Equipment for skim-boarding is minimal--just surf trunks (a short wet suit, of course, will help protect the body from the inevitable contact with the sand) and a board. Skim-board prices range from $39 for a styrene model up to $300 for a foam-core 57-inch polyurethane model. Victoria Skimboards in Laguna Beach is the nation’s oldest manufacturer and one of the few that still produces woodies, the simple Douglas fir skim boards that were the state of the art in the 1970s.

“We still get a demand for them, often from fathers who are getting back into the sport,” said Tex Haines of Victoria. “Then they buy our foam boards for their kids.”

Nearly half of all Southern California skim-boarders are from the Laguna area, according to Haines. The reason? Aliso Beach is the West Coast’s No. 1 skim spot, thanks to the fortuitous combination of sand, slope angle and an offshore canyon that causes waves to break close to shore. Aliso also is a magnet for skimmers nationwide.
※ ※ ※
• JOBS
1) Write out the skim-boarding passage between "Equipment for skim-boarding" and "in the 1970s.", inclusive.
2) Extend the skim-boarding passage past its final sentence.
The entries have no connection to the skim-boarding passage.
※ ※ ※
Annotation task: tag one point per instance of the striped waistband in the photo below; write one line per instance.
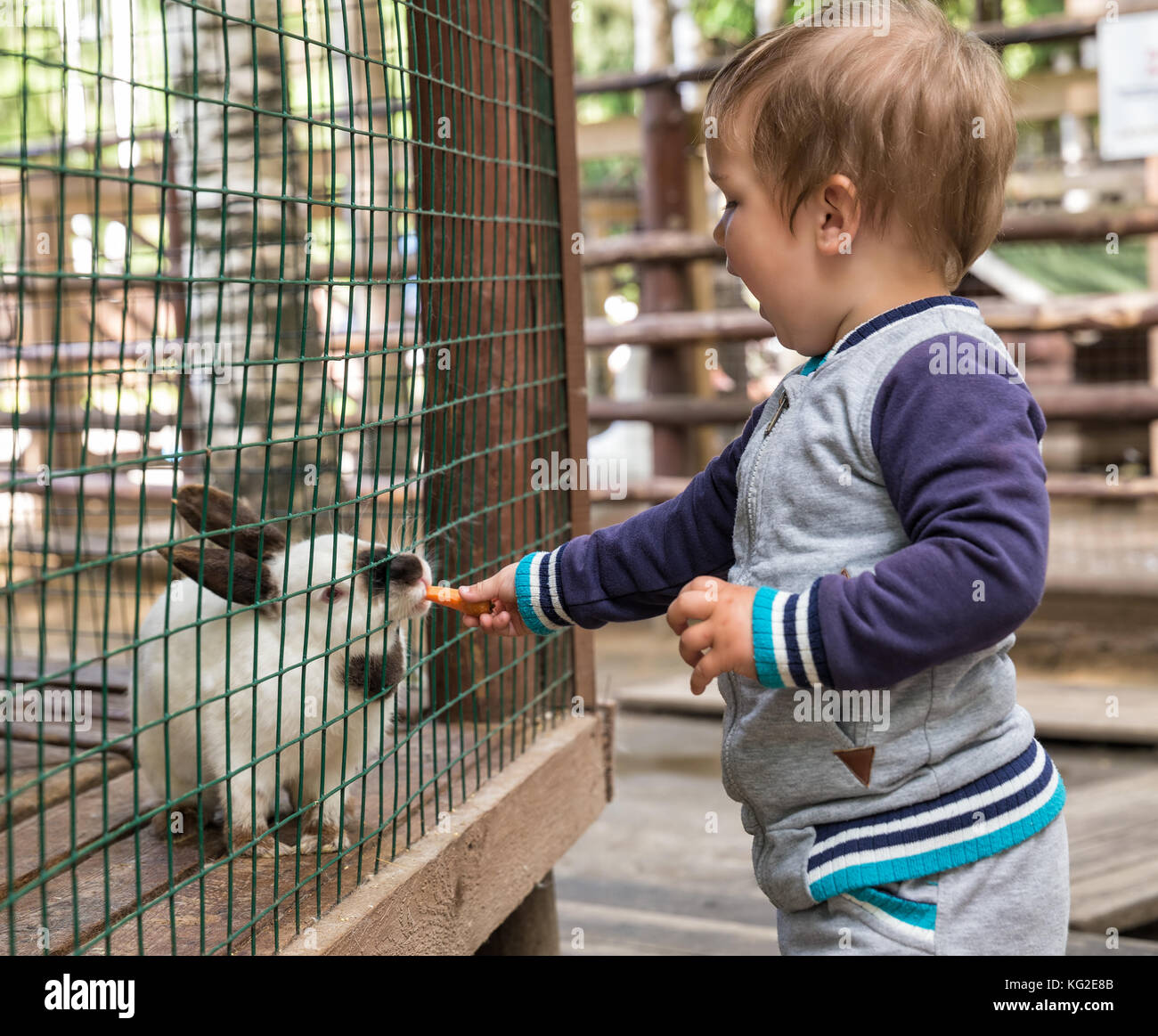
(984, 818)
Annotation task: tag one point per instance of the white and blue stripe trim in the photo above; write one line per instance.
(987, 816)
(786, 638)
(536, 583)
(904, 918)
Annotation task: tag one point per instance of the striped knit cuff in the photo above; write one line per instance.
(786, 638)
(536, 583)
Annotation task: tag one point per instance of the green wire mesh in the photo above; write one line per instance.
(307, 254)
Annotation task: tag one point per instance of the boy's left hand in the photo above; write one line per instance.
(724, 610)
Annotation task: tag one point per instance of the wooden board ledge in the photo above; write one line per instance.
(450, 892)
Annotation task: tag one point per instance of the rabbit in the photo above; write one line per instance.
(238, 657)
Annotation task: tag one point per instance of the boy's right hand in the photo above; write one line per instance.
(504, 619)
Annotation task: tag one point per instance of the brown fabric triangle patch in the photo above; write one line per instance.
(858, 761)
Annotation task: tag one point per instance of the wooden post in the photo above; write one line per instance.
(1151, 196)
(567, 166)
(474, 263)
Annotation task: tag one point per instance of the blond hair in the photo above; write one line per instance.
(919, 118)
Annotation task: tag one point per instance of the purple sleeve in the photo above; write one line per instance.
(635, 568)
(961, 461)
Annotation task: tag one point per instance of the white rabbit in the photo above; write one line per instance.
(271, 676)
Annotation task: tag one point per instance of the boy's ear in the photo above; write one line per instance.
(208, 510)
(251, 583)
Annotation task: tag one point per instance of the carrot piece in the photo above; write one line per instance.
(452, 599)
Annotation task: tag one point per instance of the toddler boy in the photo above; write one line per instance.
(860, 558)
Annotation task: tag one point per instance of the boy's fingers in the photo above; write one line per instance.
(690, 604)
(694, 640)
(710, 667)
(483, 591)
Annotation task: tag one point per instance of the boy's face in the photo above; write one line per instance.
(779, 267)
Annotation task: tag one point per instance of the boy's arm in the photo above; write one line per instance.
(633, 569)
(961, 461)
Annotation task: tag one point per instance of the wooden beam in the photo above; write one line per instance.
(451, 890)
(1065, 485)
(667, 246)
(1103, 313)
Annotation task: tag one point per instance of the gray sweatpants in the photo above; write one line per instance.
(1015, 903)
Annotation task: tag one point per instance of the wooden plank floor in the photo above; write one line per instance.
(1111, 714)
(1113, 829)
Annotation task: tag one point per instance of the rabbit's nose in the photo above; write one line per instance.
(405, 568)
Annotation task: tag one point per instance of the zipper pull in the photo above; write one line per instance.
(783, 405)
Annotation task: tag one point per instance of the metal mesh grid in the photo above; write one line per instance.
(307, 254)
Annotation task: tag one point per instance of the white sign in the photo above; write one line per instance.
(1128, 86)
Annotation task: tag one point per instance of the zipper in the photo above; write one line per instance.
(783, 405)
(755, 463)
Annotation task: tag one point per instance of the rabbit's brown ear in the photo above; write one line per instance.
(200, 503)
(251, 583)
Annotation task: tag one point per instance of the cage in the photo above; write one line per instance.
※ ※ ※
• EXPECTED RESPONSES
1)
Equipment for skim-boarding is minimal--just surf trunks (a short wet suit, of course, will help protect the body from the inevitable contact with the sand) and a board. Skim-board prices range from $39 for a styrene model up to $300 for a foam-core 57-inch polyurethane model. Victoria Skimboards in Laguna Beach is the nation’s oldest manufacturer and one of the few that still produces woodies, the simple Douglas fir skim boards that were the state of the art in the 1970s.

2)
Sewage problems, however, have closed the area many times over the past few years, which has prompted Haines to work with the Aliso Water Management Agency to test water samples along Aliso Creek. Barring a beach closure, the annual Victoria Pro-Am Contest, now in its 16th year, will be held at Aliso June 19 through 21.

Because waves even as small as six inches are can be ridden, skim-boarding is popular on the East Coast, which tends to suffer from tiny surf. A four-event contest series in Dewey Beach, Del., attracts nearly 400 skim-boarders each year, said Harry Wilson of Sandblaster Skimboards, the contest sponsor.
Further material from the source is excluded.